TASKS TO COMPLETE:
a) In the article on Egypt's FY2020/2021 budget, what new amount is the tax exemption ceiling raised to?
b) Retype the article on Egypt's FY2020/2021 budget word for word, starting with "Egypt’s Minister of" and going on through "to EGP 24,000.".

BEGIN QUOTED PASSAGE

President Sisi's new economic policies to be implemented in FY2020/2021: Finance minister

Doaa A.Moneim , Sunday 15 Mar 2020

 Mohamed Maait
A file photo of Egypt's finance minister Mohamed Maait (Photo: Al-Ahram)

Egypt’s Minister of Finance Mohamed Maait has announced that the FY2020/2021 state budget includes procedures that aim to improve the financial position of employees at state bodies as part of income reforms that Egypt has adopted.

Maait's comments came in a press conference held on Sunday to expound on the economic decrees President Abdel-Fattah El-Sisi announced late on Saturday.

Maait clarified that all procedures that the president has instructed to be undertaken on Saturday will be implemented as of FY2020/2021.

The procedures include an increase of the tax exemption ceiling to EGP 15,000, up from EGP 8,000, in addition to raising the personal exemption ceiling to EGP 24,000.

FY2020/2021 will also offer a new tax bracket of 2.5 percent for those whose income is under EGP 35,000 annually.

Furthermore, employees under the civil service law will be granted 7 percent of their basic payroll as a salary increment as of 30 June, with a minimum of EGP 75 monthly without a maximum level, while employees who are not covered by the law will get an increment of 12 percent with the same conditions.

Maait also clarified that the ministry is committed to the president's instructions on providing financial allocations to implement the state’s plans to combat COVID-19, with a total of EGP 100 billion.

On the other hand, the minister said that EGP 187.7 million has been allocated preliminary for the Ministry of a Health, including EGP 153.5 million for buying raw materials to counter the coronavirus, and EGP 34.1 million as bonuses for those who work in quarantine.

Maait asserted that all such procedures came in line with the state’s willingness to help all citizens reap the fruits of the economic reform programme.

END QUOTED PASSAGE
BEGIN DATA SHOWN

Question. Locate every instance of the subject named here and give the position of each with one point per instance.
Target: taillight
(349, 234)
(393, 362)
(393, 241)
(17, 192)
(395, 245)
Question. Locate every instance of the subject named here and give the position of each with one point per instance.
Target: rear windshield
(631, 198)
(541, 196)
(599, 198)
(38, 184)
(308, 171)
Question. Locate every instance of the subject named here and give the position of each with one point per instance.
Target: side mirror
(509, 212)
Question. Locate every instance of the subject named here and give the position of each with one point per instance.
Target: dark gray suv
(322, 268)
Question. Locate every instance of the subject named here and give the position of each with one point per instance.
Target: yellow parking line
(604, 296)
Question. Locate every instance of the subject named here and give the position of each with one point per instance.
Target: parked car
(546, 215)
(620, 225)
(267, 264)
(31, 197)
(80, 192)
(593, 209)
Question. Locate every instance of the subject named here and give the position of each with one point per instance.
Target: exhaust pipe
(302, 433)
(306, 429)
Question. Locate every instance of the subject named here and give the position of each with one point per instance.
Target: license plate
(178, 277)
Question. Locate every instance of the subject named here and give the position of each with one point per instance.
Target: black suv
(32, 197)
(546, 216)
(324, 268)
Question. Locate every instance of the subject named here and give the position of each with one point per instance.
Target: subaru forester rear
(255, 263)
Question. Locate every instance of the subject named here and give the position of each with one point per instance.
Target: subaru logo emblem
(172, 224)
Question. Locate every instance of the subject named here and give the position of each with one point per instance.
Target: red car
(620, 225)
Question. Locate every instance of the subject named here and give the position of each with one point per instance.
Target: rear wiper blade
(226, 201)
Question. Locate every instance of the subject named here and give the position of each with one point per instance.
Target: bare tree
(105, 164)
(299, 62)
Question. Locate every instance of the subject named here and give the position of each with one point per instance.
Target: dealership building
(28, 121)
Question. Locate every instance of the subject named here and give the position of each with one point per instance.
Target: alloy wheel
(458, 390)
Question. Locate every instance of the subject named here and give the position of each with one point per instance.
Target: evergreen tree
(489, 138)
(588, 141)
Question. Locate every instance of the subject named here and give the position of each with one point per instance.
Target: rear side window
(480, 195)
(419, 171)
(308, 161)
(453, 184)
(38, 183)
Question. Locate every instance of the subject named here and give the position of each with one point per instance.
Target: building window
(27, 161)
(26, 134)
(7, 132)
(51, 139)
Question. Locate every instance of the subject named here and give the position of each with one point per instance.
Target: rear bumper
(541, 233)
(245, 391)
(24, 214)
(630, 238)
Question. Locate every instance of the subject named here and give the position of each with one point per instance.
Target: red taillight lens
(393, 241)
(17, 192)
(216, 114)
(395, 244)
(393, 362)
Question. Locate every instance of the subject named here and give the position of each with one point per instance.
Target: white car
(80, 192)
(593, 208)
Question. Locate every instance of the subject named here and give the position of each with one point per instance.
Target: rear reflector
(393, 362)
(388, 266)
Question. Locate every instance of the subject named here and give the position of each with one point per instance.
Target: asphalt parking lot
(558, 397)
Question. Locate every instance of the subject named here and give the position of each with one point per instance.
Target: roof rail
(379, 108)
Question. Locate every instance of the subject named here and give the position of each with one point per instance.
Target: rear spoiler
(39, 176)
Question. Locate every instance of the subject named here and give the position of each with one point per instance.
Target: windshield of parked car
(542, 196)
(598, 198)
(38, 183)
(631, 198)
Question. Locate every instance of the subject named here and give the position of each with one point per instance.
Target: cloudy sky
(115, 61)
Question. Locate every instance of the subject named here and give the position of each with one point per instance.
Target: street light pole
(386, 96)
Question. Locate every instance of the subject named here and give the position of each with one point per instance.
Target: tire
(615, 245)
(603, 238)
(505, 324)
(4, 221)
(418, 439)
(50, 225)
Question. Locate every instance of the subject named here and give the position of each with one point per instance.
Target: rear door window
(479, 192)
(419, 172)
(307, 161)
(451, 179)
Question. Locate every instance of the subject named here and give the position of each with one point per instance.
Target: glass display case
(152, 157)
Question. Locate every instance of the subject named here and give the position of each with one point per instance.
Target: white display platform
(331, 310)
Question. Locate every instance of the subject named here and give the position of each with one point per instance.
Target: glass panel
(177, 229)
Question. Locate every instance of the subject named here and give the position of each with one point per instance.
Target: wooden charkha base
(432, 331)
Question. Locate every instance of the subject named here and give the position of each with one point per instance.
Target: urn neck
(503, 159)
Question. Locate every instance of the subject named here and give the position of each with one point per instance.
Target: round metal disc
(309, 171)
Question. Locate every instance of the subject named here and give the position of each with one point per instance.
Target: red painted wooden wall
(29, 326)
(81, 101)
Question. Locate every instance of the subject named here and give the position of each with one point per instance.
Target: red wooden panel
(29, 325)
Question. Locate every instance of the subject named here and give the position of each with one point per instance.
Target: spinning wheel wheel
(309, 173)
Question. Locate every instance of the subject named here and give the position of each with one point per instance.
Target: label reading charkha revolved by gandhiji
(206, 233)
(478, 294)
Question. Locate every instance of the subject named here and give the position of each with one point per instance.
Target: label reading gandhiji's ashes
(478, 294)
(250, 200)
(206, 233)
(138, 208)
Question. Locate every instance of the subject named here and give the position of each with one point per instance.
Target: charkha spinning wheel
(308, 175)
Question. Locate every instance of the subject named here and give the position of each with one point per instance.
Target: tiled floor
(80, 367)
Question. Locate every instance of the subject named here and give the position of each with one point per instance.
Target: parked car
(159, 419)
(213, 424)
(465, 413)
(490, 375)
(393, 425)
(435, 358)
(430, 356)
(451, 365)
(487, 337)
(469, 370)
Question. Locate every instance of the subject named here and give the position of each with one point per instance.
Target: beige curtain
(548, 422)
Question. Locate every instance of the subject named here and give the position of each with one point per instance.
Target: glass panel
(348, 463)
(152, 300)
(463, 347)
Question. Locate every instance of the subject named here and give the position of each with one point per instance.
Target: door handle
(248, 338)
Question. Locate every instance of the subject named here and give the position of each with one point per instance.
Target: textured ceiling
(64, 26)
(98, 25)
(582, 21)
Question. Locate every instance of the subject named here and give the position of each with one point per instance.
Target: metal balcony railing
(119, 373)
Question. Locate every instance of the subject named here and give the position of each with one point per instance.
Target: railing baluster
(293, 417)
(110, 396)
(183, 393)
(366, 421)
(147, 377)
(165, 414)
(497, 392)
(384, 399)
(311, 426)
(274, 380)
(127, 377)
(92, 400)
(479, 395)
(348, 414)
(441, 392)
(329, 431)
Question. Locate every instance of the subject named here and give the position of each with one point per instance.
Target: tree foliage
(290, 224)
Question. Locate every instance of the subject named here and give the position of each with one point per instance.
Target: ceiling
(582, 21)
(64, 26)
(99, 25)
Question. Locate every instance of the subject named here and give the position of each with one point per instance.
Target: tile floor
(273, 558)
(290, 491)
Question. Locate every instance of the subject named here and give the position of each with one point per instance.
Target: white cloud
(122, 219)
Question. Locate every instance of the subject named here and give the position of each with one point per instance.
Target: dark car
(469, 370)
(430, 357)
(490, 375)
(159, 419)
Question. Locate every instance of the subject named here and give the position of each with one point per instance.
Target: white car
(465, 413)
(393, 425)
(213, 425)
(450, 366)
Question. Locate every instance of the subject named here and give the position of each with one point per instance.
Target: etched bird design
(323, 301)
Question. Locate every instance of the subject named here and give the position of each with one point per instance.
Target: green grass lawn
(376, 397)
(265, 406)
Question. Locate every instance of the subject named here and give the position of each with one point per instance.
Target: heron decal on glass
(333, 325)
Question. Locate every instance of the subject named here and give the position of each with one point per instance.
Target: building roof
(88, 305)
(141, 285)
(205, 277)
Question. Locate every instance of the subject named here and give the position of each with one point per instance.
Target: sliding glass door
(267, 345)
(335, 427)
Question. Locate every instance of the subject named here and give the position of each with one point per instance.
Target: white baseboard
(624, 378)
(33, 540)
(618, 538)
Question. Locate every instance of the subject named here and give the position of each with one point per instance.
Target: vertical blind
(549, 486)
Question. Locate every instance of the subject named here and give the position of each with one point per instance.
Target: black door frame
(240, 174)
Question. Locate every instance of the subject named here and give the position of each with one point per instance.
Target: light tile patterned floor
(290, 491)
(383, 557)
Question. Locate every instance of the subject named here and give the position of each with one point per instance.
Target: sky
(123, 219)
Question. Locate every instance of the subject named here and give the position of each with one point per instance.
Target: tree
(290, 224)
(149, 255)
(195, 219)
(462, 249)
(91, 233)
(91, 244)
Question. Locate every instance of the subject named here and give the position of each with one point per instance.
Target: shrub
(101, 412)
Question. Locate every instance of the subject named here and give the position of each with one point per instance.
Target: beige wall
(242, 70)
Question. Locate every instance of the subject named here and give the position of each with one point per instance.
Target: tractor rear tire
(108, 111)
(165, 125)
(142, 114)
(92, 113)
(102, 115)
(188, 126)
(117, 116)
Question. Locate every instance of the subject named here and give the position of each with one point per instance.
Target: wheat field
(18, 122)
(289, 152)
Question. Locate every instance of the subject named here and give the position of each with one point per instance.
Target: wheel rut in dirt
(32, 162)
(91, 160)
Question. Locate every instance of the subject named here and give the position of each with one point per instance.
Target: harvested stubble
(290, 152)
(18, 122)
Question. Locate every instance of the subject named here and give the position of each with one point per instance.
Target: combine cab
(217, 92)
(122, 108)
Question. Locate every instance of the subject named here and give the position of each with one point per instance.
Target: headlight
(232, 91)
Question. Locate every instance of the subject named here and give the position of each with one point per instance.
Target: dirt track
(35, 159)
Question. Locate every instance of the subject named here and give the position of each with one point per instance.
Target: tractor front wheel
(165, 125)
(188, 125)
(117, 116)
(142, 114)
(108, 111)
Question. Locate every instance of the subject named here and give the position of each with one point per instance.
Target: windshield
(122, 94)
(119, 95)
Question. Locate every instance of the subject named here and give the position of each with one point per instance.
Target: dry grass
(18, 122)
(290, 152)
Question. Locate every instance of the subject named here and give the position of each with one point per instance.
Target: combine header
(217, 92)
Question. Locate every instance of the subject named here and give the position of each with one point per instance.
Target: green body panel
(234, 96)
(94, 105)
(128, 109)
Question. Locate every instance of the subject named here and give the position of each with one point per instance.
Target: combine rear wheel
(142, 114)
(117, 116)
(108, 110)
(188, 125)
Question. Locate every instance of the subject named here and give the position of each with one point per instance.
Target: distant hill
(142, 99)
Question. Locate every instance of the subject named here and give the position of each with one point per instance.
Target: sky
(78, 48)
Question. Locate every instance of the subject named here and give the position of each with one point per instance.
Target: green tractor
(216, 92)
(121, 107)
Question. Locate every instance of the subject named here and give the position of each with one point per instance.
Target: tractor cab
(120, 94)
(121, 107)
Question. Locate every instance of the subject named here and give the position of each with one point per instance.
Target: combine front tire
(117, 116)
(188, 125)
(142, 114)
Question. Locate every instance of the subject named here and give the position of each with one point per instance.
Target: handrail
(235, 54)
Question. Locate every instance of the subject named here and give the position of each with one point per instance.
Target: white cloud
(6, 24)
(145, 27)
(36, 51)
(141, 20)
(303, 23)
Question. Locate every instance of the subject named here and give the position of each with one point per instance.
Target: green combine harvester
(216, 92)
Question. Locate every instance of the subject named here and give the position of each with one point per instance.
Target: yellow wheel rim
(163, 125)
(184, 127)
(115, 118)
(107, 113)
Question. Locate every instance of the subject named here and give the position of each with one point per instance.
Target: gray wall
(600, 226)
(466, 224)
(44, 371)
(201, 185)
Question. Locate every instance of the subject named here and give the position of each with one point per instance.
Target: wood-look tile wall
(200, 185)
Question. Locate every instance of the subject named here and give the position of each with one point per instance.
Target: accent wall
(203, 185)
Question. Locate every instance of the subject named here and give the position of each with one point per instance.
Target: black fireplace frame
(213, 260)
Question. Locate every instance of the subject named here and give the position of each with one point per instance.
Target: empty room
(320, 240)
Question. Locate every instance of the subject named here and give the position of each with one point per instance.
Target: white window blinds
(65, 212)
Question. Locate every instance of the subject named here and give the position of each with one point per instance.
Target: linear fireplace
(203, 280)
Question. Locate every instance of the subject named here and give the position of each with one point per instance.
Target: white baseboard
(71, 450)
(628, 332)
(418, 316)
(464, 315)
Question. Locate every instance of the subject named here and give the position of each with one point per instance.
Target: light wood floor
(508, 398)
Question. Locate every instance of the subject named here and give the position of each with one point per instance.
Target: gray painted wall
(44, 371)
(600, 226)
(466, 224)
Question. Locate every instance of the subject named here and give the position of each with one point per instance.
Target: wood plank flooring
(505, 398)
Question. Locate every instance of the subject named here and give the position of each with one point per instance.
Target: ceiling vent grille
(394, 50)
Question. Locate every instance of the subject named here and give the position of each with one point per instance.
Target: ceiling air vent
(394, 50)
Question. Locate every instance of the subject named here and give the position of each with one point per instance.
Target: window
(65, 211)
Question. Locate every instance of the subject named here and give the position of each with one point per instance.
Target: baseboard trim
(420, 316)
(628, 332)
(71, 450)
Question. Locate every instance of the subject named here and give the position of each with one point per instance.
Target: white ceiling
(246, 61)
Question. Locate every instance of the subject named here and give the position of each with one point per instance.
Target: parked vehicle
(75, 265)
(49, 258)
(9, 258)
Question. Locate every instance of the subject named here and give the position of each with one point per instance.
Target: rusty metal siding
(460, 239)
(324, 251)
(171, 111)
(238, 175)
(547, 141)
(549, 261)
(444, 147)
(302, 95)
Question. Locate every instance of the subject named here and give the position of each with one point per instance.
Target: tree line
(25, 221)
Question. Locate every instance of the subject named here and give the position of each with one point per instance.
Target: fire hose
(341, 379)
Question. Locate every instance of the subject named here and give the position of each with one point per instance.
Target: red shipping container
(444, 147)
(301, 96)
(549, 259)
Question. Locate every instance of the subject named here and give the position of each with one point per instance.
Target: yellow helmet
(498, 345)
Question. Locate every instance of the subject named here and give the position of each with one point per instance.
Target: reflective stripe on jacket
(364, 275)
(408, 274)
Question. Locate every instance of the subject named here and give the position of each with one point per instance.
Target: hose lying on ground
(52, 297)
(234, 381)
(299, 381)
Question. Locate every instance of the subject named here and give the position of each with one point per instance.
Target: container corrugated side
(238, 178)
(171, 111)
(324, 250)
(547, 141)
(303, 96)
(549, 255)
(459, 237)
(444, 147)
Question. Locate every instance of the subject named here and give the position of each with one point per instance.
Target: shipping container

END DATA SHOWN

ANSWERS BY TASK:
a) EGP 15,000, up from EGP 8,000.

b)
Egypt’s Minister of Finance Mohamed Maait has announced that the FY2020/2021 state budget includes procedures that aim to improve the financial position of employees at state bodies as part of income reforms that Egypt has adopted.

Maait's comments came in a press conference held on Sunday to expound on the economic decrees President Abdel-Fattah El-Sisi announced late on Saturday.

Maait clarified that all procedures that the president has instructed to be undertaken on Saturday will be implemented as of FY2020/2021.

The procedures include an increase of the tax exemption ceiling to EGP 15,000, up from EGP 8,000, in addition to raising the personal exemption ceiling to EGP 24,000.